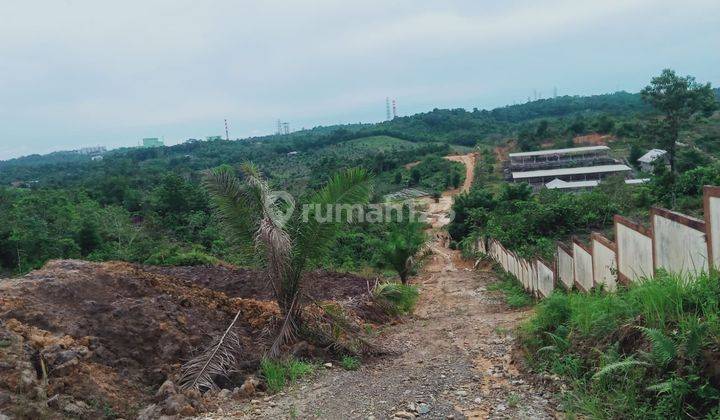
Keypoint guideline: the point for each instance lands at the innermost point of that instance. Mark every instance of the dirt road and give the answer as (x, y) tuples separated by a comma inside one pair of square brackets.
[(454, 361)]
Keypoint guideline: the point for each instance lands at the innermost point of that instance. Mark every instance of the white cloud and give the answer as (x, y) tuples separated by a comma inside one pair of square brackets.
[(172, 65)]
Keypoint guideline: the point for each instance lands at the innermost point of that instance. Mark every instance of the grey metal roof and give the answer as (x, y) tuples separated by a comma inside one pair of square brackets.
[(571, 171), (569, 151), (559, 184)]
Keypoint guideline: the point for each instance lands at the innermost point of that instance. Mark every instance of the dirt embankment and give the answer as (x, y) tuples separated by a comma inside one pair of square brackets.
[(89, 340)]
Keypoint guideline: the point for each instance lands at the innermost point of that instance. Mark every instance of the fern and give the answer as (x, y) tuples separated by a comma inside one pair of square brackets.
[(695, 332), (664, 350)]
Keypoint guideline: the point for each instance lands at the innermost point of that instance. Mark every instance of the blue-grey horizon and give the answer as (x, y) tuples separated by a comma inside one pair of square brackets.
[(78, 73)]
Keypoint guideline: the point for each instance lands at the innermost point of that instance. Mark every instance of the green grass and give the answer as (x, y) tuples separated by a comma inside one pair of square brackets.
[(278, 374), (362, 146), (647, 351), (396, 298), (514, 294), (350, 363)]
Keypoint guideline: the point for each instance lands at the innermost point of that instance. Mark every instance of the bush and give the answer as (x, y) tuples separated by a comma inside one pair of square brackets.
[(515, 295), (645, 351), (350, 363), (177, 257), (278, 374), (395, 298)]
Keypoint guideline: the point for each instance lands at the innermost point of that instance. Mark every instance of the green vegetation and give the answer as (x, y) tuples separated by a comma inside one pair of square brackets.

-- -- --

**WRITTEN TASK:** Rewrite every line of the records above with "innermost point" changed to "most central point" wherever it appears, keeping everything else the same. Omit the pictures.

**THE REPLY:**
Keypoint guideline: the point for each instance lands at the most central point of that instance. Mark every instance of the dirt road and give the answer as (x, y) tuples separated by a comma inside one pair of square brackets.
[(454, 361)]
Keypoint guideline: the point for each instance lands at the most central point of that instance. Mark every instance of the white cloud and give the answer as (x, y) tuples separated by a comma inside one pair of square brackets.
[(172, 65)]
Keypoint guideline: the point for each instance lands at the most central point of that instance. Mark every instance of the grey metal roof and give the answer as (x, y) tuples separated by a comma inside one pair of square brackets.
[(571, 171), (569, 151), (559, 184)]
Keypoint guideline: the point for each instance lands at the most central point of that instance. Mark every instance of the dirt embankment and give the answer as (x, y) tuples separated by a comma inside one pair of square brackets.
[(89, 340)]
Keypoint guideline: the point for each instance lands at the most central point of that instance. Mark every instance of the fern and give the answer as (x, y) tuples separated by a comma inside one pair of square brackets.
[(695, 332), (664, 350)]
Keypoint guideline: the point for each instance lands at the most central point of that instance. Mark every instance of the blue-grey horizon and give the answer as (x, y) tuples separated by a comma inside one pair of square brackets.
[(78, 73)]
Keypoint guideline: the point for each instance lands at the most central point of that instance. Mark every instance of the green grass and give the answer as (x, y) tuples separated by a comma inside one pair of square brackets.
[(278, 374), (362, 146), (647, 351), (396, 298), (514, 294), (350, 363)]
Keypoint guideline: the point for each instance lands at the most central point of that instance. Mark every instance of the bush and give the answer as (x, y) tuples separated by a comma inside one pair of square brackets.
[(515, 295), (645, 351), (350, 363), (177, 257), (278, 374), (395, 298)]
Keypoint guideline: the point for each instance lands at the most central point of that instance. Mark every instance of the green vegetation and give the answer as (x, y) tuples separated by a comma inside one pair of square brackets.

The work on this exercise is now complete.